++++ INFORMATION GIVEN ++++

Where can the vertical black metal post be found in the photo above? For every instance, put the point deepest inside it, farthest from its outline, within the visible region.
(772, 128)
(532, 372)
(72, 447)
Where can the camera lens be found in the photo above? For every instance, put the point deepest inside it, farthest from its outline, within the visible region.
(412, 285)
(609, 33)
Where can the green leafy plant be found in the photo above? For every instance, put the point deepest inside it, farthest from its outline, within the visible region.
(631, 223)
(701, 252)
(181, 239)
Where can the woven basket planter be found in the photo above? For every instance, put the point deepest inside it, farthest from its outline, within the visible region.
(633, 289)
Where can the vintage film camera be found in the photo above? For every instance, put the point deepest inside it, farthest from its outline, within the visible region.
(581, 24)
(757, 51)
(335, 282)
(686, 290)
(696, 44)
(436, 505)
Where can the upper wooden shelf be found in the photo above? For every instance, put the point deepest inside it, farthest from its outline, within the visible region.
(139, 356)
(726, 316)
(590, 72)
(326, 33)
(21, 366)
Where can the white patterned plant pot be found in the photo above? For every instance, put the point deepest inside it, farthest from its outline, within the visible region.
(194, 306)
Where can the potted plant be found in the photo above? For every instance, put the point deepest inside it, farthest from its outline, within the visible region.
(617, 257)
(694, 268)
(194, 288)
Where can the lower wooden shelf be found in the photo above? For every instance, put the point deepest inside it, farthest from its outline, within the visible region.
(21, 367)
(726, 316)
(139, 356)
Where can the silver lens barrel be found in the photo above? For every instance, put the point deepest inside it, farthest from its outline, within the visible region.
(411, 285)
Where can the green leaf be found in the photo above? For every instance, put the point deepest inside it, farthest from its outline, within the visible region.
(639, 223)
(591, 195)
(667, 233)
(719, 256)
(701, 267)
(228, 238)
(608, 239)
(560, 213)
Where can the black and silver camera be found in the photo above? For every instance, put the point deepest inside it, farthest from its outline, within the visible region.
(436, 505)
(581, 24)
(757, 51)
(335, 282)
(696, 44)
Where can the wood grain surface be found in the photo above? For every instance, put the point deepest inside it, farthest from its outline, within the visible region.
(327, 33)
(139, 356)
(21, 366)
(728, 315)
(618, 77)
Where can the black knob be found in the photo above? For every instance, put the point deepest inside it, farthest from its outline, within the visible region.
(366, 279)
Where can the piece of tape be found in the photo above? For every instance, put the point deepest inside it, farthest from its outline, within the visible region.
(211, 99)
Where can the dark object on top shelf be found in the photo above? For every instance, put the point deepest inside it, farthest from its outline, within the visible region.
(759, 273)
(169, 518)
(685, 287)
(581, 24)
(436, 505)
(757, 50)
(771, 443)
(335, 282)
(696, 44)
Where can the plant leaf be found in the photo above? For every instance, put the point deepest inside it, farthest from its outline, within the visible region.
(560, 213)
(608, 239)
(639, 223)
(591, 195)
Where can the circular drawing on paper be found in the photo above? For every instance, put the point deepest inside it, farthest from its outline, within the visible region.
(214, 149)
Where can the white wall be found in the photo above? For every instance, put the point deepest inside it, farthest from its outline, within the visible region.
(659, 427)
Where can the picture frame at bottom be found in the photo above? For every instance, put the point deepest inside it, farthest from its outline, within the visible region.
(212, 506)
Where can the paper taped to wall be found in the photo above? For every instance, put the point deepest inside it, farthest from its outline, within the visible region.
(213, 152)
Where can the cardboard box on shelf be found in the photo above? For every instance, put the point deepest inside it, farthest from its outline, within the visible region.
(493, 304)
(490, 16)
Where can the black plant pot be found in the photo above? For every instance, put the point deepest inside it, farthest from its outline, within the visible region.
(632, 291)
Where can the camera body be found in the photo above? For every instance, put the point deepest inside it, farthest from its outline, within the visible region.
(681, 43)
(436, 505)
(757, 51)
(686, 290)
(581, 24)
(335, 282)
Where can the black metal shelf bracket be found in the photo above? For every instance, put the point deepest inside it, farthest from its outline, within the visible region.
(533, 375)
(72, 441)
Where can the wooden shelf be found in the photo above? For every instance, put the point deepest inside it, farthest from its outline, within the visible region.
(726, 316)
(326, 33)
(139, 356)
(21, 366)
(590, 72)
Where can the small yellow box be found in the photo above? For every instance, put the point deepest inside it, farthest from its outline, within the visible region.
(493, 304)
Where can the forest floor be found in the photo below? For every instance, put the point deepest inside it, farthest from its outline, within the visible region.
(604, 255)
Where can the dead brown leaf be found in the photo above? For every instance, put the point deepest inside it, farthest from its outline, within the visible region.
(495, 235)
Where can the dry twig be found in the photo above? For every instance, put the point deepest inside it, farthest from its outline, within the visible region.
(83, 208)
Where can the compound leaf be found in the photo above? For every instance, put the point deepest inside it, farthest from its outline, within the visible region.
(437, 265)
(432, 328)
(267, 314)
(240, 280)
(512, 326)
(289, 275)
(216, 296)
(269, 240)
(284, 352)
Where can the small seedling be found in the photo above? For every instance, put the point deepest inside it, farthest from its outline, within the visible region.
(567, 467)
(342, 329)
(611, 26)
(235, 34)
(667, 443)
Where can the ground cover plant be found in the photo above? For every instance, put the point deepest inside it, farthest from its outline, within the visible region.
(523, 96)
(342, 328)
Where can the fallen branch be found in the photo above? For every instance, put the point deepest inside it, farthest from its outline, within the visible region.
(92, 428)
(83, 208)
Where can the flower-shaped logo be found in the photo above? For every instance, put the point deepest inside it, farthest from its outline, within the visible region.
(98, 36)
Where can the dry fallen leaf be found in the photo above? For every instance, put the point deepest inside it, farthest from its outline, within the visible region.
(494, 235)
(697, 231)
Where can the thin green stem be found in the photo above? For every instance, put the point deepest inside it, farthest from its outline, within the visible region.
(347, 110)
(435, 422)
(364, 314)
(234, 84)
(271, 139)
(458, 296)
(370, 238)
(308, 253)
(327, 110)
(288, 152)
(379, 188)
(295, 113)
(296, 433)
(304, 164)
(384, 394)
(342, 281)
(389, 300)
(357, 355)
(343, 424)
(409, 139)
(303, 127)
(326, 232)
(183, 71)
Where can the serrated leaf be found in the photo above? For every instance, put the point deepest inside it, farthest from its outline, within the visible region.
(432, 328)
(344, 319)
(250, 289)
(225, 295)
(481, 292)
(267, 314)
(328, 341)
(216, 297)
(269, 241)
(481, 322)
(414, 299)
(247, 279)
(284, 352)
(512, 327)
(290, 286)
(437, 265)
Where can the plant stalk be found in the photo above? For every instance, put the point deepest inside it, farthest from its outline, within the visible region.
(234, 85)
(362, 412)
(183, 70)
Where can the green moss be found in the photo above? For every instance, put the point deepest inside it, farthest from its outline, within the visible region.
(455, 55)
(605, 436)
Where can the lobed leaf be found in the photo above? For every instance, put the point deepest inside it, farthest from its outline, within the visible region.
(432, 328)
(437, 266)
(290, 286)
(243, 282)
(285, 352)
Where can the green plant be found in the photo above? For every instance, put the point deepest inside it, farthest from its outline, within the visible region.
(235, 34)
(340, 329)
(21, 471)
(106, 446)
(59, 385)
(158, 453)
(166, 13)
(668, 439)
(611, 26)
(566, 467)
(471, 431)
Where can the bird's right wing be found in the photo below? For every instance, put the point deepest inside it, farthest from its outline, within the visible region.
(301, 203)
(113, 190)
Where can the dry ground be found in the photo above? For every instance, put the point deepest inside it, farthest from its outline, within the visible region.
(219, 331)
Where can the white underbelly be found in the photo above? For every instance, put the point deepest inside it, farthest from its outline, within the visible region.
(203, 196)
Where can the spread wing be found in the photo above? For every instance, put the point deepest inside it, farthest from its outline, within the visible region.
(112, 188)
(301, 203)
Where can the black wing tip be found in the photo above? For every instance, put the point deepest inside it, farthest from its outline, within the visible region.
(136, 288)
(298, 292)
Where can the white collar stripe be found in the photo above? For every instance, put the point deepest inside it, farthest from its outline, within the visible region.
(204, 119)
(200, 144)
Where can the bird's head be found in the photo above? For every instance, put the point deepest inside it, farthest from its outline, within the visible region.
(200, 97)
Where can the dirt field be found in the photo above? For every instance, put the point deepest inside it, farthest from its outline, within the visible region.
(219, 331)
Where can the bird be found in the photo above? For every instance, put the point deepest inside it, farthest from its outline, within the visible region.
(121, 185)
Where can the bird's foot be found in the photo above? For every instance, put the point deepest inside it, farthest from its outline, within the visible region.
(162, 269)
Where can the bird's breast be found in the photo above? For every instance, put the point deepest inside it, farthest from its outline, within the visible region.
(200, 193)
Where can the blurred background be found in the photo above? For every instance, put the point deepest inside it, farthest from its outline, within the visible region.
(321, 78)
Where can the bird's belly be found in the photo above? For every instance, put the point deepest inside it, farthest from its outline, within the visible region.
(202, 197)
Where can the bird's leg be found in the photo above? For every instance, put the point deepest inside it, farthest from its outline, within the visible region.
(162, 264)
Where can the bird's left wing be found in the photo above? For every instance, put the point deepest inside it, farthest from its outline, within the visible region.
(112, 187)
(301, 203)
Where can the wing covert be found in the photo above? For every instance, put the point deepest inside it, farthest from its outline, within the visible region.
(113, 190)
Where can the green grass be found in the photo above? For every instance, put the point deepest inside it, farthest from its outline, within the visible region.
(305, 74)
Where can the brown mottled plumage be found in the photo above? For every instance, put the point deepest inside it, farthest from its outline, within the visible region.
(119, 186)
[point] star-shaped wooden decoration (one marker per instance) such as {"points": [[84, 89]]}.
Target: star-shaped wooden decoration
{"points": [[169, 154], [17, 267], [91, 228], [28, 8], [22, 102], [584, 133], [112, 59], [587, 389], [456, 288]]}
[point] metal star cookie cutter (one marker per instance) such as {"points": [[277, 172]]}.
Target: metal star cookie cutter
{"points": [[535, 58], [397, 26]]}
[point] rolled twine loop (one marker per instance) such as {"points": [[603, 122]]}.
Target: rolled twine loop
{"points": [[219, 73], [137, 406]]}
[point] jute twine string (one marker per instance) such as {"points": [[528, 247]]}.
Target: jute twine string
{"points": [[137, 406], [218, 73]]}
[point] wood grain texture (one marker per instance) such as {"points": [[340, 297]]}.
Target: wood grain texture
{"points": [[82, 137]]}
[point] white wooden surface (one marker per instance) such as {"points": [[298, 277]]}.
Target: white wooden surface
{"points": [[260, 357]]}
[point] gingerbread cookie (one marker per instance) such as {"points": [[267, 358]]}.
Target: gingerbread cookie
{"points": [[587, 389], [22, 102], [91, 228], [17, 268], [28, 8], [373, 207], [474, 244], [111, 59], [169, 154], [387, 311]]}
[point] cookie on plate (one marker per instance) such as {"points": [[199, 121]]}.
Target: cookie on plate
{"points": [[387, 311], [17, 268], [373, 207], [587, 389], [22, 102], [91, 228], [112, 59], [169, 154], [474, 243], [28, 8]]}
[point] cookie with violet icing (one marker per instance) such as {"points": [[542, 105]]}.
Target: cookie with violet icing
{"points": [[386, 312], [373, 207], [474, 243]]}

++++

#### [TASK REQUIREMENTS]
Scan the records for lines that hold "marker", and reproduce each one you find.

#### [SOLUTION TO THE EXERCISE]
[point] star-shaped wooden decoration (one marker per instance) such as {"points": [[84, 89]]}.
[point] metal star cookie cutter (one marker per instance) such as {"points": [[277, 172]]}.
[point] rolled twine loop (one marker per instance) such as {"points": [[603, 122]]}.
[point] jute twine string (one marker per instance) such as {"points": [[528, 247]]}.
[point] wood grain texture (one marker per instance) such as {"points": [[340, 297]]}.
[point] white wooden surface (one marker per instance) such as {"points": [[298, 277]]}.
[point] gingerbread cookie (one marker per instance) such as {"points": [[267, 358]]}.
[point] cookie on plate (one marker per instance) such as {"points": [[199, 121]]}.
[point] cookie with violet icing (one marker per instance) such as {"points": [[542, 105]]}.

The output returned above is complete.